++++ Task material ++++

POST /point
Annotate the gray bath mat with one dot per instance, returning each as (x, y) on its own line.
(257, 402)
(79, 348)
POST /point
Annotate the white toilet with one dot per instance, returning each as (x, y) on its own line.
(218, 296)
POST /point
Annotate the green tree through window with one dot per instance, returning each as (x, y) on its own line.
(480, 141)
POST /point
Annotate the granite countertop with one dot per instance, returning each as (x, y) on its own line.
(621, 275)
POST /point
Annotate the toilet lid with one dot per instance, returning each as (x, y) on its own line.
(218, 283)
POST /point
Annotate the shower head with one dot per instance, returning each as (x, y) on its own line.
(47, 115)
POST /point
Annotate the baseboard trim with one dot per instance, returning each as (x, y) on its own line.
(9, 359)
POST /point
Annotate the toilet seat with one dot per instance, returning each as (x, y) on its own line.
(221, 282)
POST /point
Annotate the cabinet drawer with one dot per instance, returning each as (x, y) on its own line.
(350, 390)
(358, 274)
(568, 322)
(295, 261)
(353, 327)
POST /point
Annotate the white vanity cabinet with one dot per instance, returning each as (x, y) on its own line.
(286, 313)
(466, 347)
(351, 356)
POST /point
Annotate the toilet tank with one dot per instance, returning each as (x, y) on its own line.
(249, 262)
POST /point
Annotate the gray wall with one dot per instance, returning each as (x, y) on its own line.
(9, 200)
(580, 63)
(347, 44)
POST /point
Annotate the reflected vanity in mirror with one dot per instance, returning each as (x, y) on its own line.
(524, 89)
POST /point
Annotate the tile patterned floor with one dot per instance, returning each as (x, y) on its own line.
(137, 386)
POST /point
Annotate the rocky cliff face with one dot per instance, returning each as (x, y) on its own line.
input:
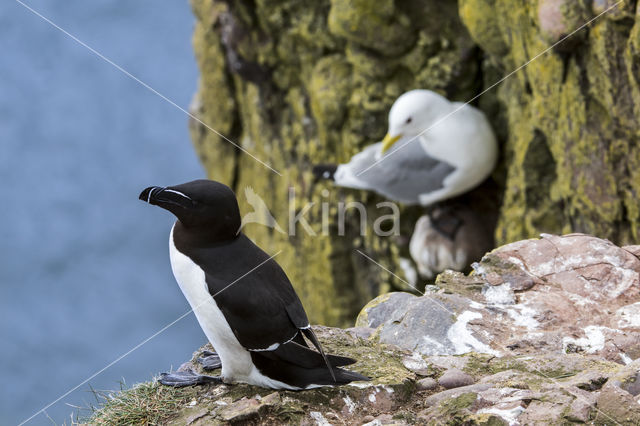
(572, 151)
(300, 83)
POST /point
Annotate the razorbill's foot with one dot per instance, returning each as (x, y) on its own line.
(210, 361)
(179, 379)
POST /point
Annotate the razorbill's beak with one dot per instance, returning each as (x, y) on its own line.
(165, 197)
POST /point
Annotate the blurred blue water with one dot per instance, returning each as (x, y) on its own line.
(84, 270)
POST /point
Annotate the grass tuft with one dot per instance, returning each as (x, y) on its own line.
(143, 404)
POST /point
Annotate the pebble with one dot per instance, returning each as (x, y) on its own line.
(455, 378)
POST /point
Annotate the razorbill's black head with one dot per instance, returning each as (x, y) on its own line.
(205, 206)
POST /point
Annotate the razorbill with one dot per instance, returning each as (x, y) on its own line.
(434, 150)
(241, 297)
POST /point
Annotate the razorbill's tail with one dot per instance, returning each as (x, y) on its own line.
(298, 365)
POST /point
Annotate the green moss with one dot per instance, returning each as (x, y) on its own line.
(376, 25)
(146, 403)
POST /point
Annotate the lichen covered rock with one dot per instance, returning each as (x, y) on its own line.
(569, 294)
(572, 148)
(298, 83)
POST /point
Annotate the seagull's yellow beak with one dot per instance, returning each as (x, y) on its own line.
(388, 142)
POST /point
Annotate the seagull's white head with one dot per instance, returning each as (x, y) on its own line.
(411, 114)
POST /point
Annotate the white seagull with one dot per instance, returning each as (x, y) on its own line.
(434, 150)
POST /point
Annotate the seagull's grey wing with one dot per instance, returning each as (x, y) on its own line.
(407, 172)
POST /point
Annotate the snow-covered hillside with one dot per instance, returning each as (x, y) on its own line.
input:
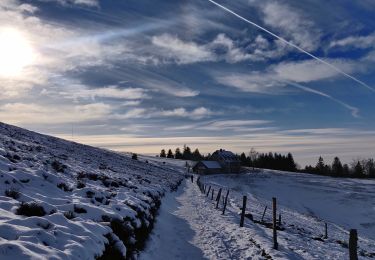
(305, 202)
(60, 199)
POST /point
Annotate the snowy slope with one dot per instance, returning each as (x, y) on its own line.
(63, 200)
(305, 202)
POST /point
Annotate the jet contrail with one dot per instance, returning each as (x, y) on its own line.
(294, 46)
(354, 110)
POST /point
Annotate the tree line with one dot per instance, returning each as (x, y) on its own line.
(364, 168)
(273, 161)
(185, 154)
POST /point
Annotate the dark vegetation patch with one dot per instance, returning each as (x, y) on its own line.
(81, 185)
(30, 209)
(12, 193)
(90, 194)
(13, 158)
(63, 186)
(58, 166)
(69, 214)
(111, 252)
(79, 210)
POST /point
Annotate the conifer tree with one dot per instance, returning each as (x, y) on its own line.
(178, 154)
(170, 154)
(337, 168)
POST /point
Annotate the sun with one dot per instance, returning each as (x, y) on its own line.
(16, 52)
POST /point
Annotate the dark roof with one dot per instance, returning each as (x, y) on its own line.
(210, 164)
(226, 155)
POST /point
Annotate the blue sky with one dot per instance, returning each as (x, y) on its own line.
(141, 75)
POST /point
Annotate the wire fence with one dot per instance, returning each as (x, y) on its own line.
(264, 213)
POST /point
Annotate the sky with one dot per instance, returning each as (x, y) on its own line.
(142, 75)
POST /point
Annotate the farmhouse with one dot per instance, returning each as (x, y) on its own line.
(207, 167)
(221, 161)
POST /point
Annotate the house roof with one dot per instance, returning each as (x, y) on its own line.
(211, 164)
(226, 155)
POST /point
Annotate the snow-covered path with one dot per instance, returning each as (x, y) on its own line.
(189, 227)
(172, 234)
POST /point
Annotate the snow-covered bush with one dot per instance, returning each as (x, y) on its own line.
(30, 209)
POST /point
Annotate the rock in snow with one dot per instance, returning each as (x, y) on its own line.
(64, 200)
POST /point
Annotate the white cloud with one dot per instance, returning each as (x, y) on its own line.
(312, 70)
(254, 82)
(291, 23)
(232, 54)
(132, 113)
(360, 42)
(170, 87)
(21, 113)
(181, 52)
(197, 113)
(89, 3)
(78, 91)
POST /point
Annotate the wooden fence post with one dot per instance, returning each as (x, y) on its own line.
(275, 245)
(353, 238)
(208, 192)
(325, 230)
(264, 212)
(218, 198)
(243, 211)
(225, 203)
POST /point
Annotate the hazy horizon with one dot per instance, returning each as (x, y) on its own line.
(140, 76)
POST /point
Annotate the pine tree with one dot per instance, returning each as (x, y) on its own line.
(170, 154)
(253, 154)
(358, 170)
(320, 166)
(243, 159)
(337, 168)
(370, 165)
(187, 153)
(196, 155)
(178, 154)
(291, 164)
(346, 170)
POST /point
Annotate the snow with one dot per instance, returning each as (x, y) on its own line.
(189, 226)
(114, 187)
(211, 164)
(306, 202)
(96, 186)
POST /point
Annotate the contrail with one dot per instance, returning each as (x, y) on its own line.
(294, 46)
(354, 110)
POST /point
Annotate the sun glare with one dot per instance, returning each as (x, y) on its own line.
(15, 52)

++++

_Task details:_
From start to finish, output the listing exactly, but omit its pictures.

_Reply to the exercise:_
POST /point
Annotate the gray bath mat with one dot per instance, returning each as (x, y) on its own line.
(257, 402)
(79, 348)
POST /point
Annotate the white toilet with one dot per instance, returning each as (x, y) on its own line.
(218, 296)
POST /point
Annotate the green tree through window with one dot per instance, returning each as (x, y) on its own line.
(480, 141)
POST /point
Annotate the granite countertop with one dot per instance, returning each as (x, y) on its own line.
(621, 275)
POST /point
Annotate the toilet lid with one dot per instance, returning each as (x, y) on its own line.
(218, 283)
POST /point
Annotate the shower head with one dot per instance, returning each as (x, y) on its own line.
(47, 115)
POST /point
Annotate the baseboard trim with one dot per instance, returning each as (x, y) on its own line.
(9, 359)
POST /point
Annotate the toilet seat with one dot per instance, returning each as (x, y) on its own line.
(221, 282)
POST /point
Annotate the cabinet drawer with one dot per instance, returning each as (x, y) on its own line.
(350, 390)
(358, 274)
(568, 322)
(295, 261)
(353, 327)
POST /point
Annotate the white vanity cabinet with one dot per instance, returning each as (x, y) on its own line.
(286, 313)
(466, 347)
(351, 356)
POST /point
Annotate the toilet tank with one dot per instance, returning each as (x, y) on its own line.
(249, 262)
POST /point
Annotate the gray wall with one dot per instance, returning each as (x, y) on its own line.
(9, 200)
(580, 63)
(347, 44)
POST /point
Annotate the reflected vanity in mirror with one dot per instance, returning each as (x, y) on its own line.
(524, 89)
POST /point
Annotate the tile patterned floor with one dot per instance, returning each as (x, y) on its own line.
(137, 386)
POST /point
Annotate the rocky cliff face with one dot per instance, returning each as (x, y) on its own line.
input:
(572, 151)
(300, 83)
POST /point
Annotate the razorbill's foot with one dot per instance, returning each as (x, y) on its own line.
(210, 361)
(179, 379)
POST /point
Annotate the razorbill's beak with one dot per instance, returning each as (x, y) on its own line.
(165, 197)
POST /point
Annotate the blurred blue water with one dot per instance, returning each as (x, y) on its own line.
(84, 270)
POST /point
Annotate the grass tuft with one dot per instance, returning each as (x, y) on its own line.
(143, 404)
POST /point
Annotate the pebble with one dot per instance, returning each as (x, y) on its own line.
(455, 378)
POST /point
Annotate the razorbill's black head with one dot per instance, returning each as (x, y) on its own line.
(205, 206)
POST /point
Annotate the razorbill with one dot per instance, returning each as (x, y) on its own line.
(434, 150)
(241, 297)
POST /point
Annotate the razorbill's tail with one dot per instance, returning each as (x, y) on its own line.
(298, 365)
POST /point
Annotate the green moss with one dot per instance, returning each as (x, y) on its own line.
(376, 25)
(146, 403)
POST /point
Annotate the lichen covered rock with one dot per instance, returning each as (x, y) on its own line.
(569, 294)
(572, 148)
(298, 83)
POST /point
Annotate the seagull's yellow beak with one dot per instance, returning each as (x, y) on its own line.
(388, 142)
POST /point
Annotate the seagull's white head with one dot per instance, returning each as (x, y) on its own line.
(411, 114)
POST /point
Annotate the white seagull with one dot per instance, returning each as (x, y) on its own line.
(434, 150)
POST /point
Annotate the seagull's grey wing with one dot per instance, returning each as (x, y) on its own line.
(407, 172)
POST /point
Annotate the snow-covered hillside with one dot per instance, returning each as (x, y) on its own line.
input:
(305, 202)
(60, 199)
POST /point
Annotate the snowy slope with one dot per instance, returning each as (x, y) on its own line.
(63, 200)
(305, 202)
POST /point
Annotate the jet contrail with one dot per instance, returning each as (x, y) on its own line.
(294, 46)
(354, 110)
POST /point
Annotate the tree line with one dot per instance, returning each as (x, y) on its own line.
(364, 168)
(273, 161)
(185, 154)
POST /point
Annotate the dark vegetation patch with one dot per instance, returning each as (x, y) on its own line.
(81, 185)
(30, 209)
(12, 193)
(90, 194)
(13, 158)
(63, 186)
(58, 166)
(69, 214)
(111, 252)
(79, 210)
POST /point
Annotate the conifer tree with one dot per instance, returning each as (x, y) on its own line.
(178, 154)
(170, 154)
(337, 168)
POST /point
Annotate the sun with one dot per instance, returning each as (x, y) on its own line.
(16, 52)
POST /point
Annotate the dark roof with one dot per instance, returning each as (x, y) on its own line.
(210, 164)
(226, 155)
POST /point
Annotate the blue sky with one dot per instance, returning each as (x, y) on its own line.
(141, 75)
POST /point
Annotate the wire fence with one dot per instance, returning each as (x, y) on its own line.
(264, 213)
POST /point
Annotate the sky with one dot per instance, returning each as (x, y) on its own line.
(142, 75)
POST /point
Annotate the farmhouse with one dot per instance, returning each as (x, y) on its own line.
(207, 167)
(221, 161)
POST /point
Annotate the house roof with one dot per instance, returning each as (x, y) on its own line.
(211, 164)
(226, 155)
POST /point
Annotate the snow-covered path with one dot per instance, returning each as (x, y) on its own line.
(189, 227)
(172, 234)
POST /point
Annotate the snow-covered bush with one dot per instance, returning each as (x, y) on its own line.
(30, 209)
POST /point
Annotate the rock in snow with one dot per instance, returning each as (x, y) on its own line.
(64, 200)
POST /point
Annotate the white cloud with one dot per instance, returning each as (x, y) on its own line.
(312, 70)
(254, 82)
(291, 23)
(232, 54)
(132, 113)
(360, 42)
(170, 87)
(21, 113)
(181, 52)
(197, 113)
(89, 3)
(78, 91)
POST /point
Annotate the wooden fence post with one dot per instance, returning each as (x, y) on its own line.
(275, 245)
(353, 238)
(208, 192)
(325, 230)
(264, 212)
(218, 198)
(243, 211)
(225, 203)
POST /point
Annotate the hazy horizon with one dot per instance, returning each as (x, y) on its own line.
(140, 76)
POST /point
Annotate the pine tree with one dot per instance, returning each as (x, y) on its own line.
(170, 154)
(253, 154)
(358, 170)
(320, 166)
(243, 159)
(337, 168)
(370, 165)
(187, 153)
(196, 155)
(178, 154)
(291, 164)
(346, 170)
POST /point
Annotate the snow with one dot per instance, returning each as (x, y) on its own line.
(189, 226)
(114, 187)
(211, 164)
(306, 202)
(96, 186)
POST /point
Annotate the contrail with one dot per instance, returning each as (x, y) on its own line.
(294, 46)
(354, 110)
POST /point
Annotate the sun glare with one dot per instance, returning each as (x, y) on its own line.
(15, 52)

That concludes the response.